▶ Activité:
Recopiez le passage du texte sur la pénurie de médecins qui commence aux mots « Le nœud du problème » et s'arrête après les mots « politique de santé. ».

▶ Extrait de page:
——
La pénurie de médecins et les déserts médicaux sont devenus des thèmes récurrents du débat sur notre système de santé. Pour certains politiques, c’est devenu une sorte de commerce qu’ils développent par le dépôt récurrent de propositions de loi visant à restreindre la liberté d’installation des médecins.
Or il y a un côté « fake news » dans cette idée d’une pénurie de médecins. Un nouveau rapport (voir page 13) vient de confirmer qu’il n’y a jamais eu autant de médecins en exercice, leur nombre ayant progressé de 10 000 depuis 2012.
Quant aux déserts médicaux, ils ne sont pas là où l’on croit. En effet, ce n’est pas tellement au fond de nos belles campagnes que la carte sanitaire est perforée, mais plutôt dans la périphérie des villes, voire dans les centres-villes eux-mêmes. Paris, oui, la Capitale, la Ville Lumière, est menacée d’être un désert médical parce que les médecins sont rebutés par les prix de l’immobilier. La Seine-Saint-Denis – le fameux « 9-3 » – est le département le moins médicalisé du pays parce que les médecins redoutent l’insécurité et l’impossibilité de se constituer une patientèle… intéressante.
Le nœud du problème est la médecine générale, relativement boudée par les jeunes médecins. Il est vrai que cette spécialité – car c’en est une à part entière depuis 2004 – est au cœur de toutes les contradictions de la politique de santé.
Le médecin généraliste-médecin traitant est censé être le gestionnaire de la santé de sa patientèle, l’orientant dans le dédale du système et orchestrant les intervenants dans le cadre d’un réseau de soins. L’ennui est que ce chef d’orchestre n’a pas d’orchestre, et encore moins de baguette magique. Il n’a pas les moyens de sa fonction, avec ses consultations à 25 €, son absence de système d’information et son impossibilité d’organiser des échanges avec ses « musiciens ».
——
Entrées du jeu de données
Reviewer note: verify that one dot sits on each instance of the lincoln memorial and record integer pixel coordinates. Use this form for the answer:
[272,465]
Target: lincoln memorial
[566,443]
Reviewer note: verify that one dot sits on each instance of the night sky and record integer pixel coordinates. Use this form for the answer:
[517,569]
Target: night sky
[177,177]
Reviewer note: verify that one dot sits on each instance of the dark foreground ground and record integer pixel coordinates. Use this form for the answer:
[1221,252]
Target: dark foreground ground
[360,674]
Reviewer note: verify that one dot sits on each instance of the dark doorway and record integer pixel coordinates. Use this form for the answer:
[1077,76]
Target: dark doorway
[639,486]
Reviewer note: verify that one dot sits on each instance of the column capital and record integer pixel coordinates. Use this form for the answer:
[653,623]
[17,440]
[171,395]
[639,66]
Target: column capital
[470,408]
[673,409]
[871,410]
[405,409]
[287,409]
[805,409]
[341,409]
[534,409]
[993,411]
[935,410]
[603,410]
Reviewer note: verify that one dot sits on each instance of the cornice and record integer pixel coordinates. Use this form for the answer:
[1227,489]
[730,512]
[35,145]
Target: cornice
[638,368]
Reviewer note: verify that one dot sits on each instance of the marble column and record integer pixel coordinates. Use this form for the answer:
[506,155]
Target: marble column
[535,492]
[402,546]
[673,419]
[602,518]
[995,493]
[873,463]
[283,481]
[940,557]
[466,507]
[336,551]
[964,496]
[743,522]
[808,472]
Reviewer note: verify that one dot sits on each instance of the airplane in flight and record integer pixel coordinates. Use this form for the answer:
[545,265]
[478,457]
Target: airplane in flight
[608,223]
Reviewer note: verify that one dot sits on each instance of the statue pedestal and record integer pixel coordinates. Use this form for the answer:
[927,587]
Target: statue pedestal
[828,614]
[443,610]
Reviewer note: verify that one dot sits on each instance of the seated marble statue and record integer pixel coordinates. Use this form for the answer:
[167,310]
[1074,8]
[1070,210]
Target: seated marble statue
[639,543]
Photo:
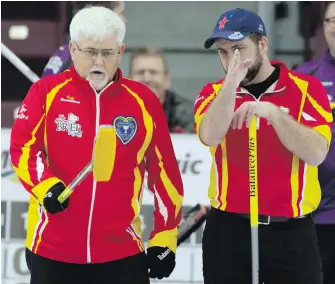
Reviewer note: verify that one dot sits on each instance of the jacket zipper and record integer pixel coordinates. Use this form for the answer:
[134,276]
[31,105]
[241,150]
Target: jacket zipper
[94,188]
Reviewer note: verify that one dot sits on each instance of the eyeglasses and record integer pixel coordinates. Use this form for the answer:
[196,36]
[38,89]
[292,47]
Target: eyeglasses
[92,53]
[331,21]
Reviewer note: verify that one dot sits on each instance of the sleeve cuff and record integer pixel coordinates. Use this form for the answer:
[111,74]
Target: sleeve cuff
[325,131]
[166,238]
[42,188]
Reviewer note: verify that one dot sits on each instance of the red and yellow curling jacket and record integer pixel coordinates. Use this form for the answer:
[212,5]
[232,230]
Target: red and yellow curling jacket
[52,141]
[287,186]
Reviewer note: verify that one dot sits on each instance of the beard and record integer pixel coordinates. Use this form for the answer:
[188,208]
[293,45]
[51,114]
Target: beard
[254,69]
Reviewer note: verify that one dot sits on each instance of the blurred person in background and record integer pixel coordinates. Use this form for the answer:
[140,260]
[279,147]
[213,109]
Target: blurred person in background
[61,59]
[324,216]
[149,66]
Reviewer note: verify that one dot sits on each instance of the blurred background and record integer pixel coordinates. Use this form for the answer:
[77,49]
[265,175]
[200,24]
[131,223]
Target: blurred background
[35,30]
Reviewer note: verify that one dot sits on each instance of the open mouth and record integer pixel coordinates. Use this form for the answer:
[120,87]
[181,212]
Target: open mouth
[97,72]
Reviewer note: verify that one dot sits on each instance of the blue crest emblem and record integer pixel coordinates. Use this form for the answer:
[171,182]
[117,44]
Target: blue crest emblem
[125,128]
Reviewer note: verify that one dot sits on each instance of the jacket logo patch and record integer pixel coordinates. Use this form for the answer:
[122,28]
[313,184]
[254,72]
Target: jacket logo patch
[126,128]
[69,125]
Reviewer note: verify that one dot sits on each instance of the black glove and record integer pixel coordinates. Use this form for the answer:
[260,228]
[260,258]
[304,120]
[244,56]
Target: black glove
[51,203]
[161,262]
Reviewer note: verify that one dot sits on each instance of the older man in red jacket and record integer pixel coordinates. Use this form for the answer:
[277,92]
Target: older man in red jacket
[96,236]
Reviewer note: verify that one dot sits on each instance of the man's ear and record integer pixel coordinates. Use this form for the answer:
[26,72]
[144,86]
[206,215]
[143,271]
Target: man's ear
[72,48]
[264,45]
[122,48]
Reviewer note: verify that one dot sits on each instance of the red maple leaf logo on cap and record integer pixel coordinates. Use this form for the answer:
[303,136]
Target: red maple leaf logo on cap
[223,22]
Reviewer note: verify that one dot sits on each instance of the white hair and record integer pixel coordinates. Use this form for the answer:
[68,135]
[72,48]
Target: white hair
[96,23]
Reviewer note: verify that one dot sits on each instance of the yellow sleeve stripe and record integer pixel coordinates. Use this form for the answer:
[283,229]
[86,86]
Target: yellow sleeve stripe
[303,86]
[166,238]
[328,116]
[42,188]
[175,197]
[199,115]
[23,167]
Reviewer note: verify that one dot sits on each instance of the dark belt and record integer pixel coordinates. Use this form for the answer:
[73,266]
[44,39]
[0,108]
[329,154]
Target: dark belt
[267,220]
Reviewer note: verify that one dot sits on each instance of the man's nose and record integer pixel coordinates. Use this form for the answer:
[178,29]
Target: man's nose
[99,60]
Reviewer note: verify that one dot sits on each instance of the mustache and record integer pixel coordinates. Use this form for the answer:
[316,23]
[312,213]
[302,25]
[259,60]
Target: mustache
[97,69]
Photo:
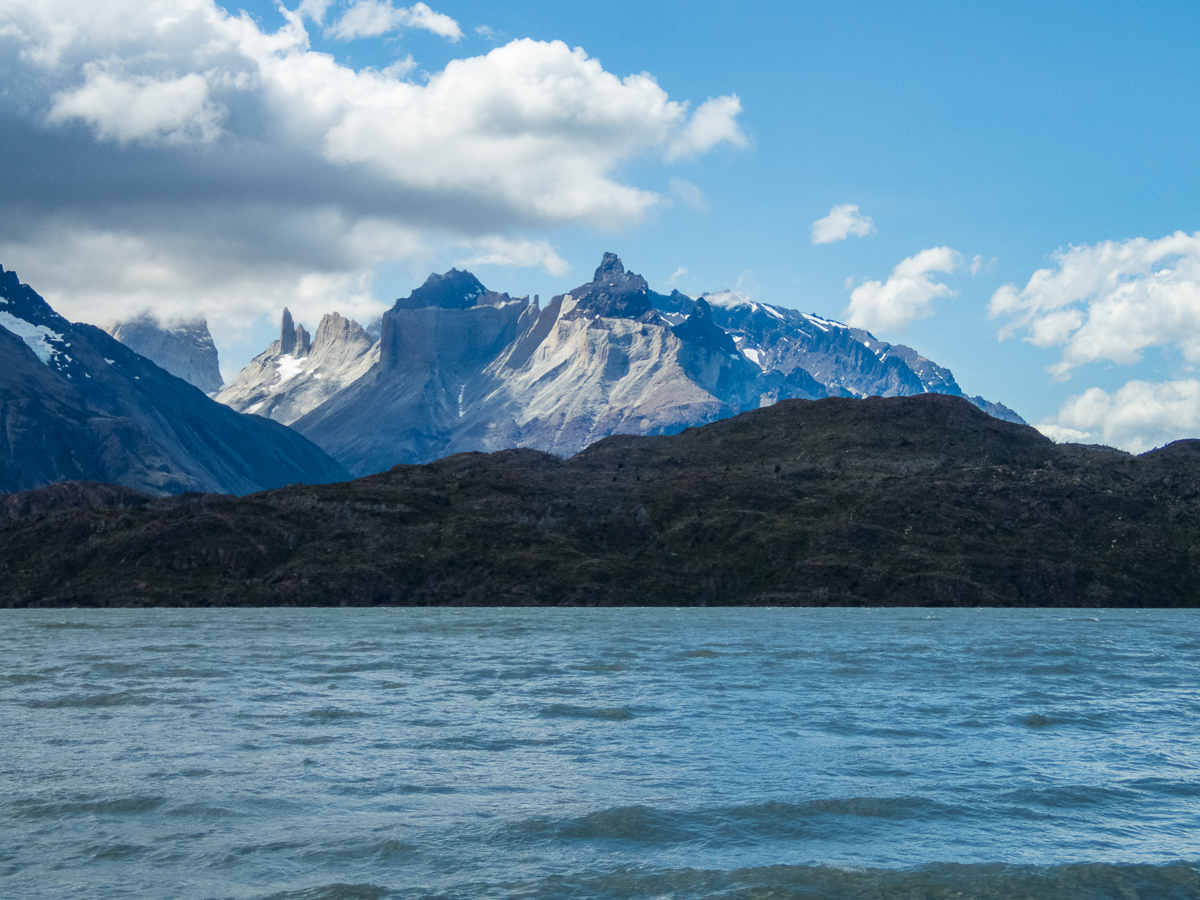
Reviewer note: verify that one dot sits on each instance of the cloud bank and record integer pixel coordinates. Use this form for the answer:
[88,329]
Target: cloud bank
[1137,418]
[840,223]
[906,295]
[1110,301]
[178,157]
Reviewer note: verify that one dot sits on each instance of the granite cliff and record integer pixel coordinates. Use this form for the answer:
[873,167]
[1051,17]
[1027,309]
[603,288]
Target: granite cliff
[78,405]
[183,348]
[461,367]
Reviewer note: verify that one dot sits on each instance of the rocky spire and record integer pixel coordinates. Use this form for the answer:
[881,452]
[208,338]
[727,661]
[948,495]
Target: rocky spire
[287,334]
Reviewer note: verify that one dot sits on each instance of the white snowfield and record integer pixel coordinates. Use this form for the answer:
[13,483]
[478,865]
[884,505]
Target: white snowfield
[286,385]
[37,337]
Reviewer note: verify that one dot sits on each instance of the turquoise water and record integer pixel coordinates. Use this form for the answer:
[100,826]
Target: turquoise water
[600,754]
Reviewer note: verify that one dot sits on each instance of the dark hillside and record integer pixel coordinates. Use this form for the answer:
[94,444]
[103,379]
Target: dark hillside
[904,501]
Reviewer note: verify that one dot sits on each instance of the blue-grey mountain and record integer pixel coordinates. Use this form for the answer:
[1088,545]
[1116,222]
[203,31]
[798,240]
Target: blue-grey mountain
[461,367]
[183,348]
[78,405]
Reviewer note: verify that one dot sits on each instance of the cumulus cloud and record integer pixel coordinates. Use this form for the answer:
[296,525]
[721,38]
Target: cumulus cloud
[141,108]
[1110,301]
[1137,418]
[906,295]
[714,123]
[841,222]
[519,253]
[178,156]
[371,18]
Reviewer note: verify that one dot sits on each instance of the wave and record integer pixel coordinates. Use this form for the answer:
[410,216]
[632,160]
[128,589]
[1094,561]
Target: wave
——
▶ Réponse à l'exercice:
Le nœud du problème est la médecine générale, relativement boudée par les jeunes médecins. Il est vrai que cette spécialité – car c’en est une à part entière depuis 2004 – est au cœur de toutes les contradictions de la politique de santé.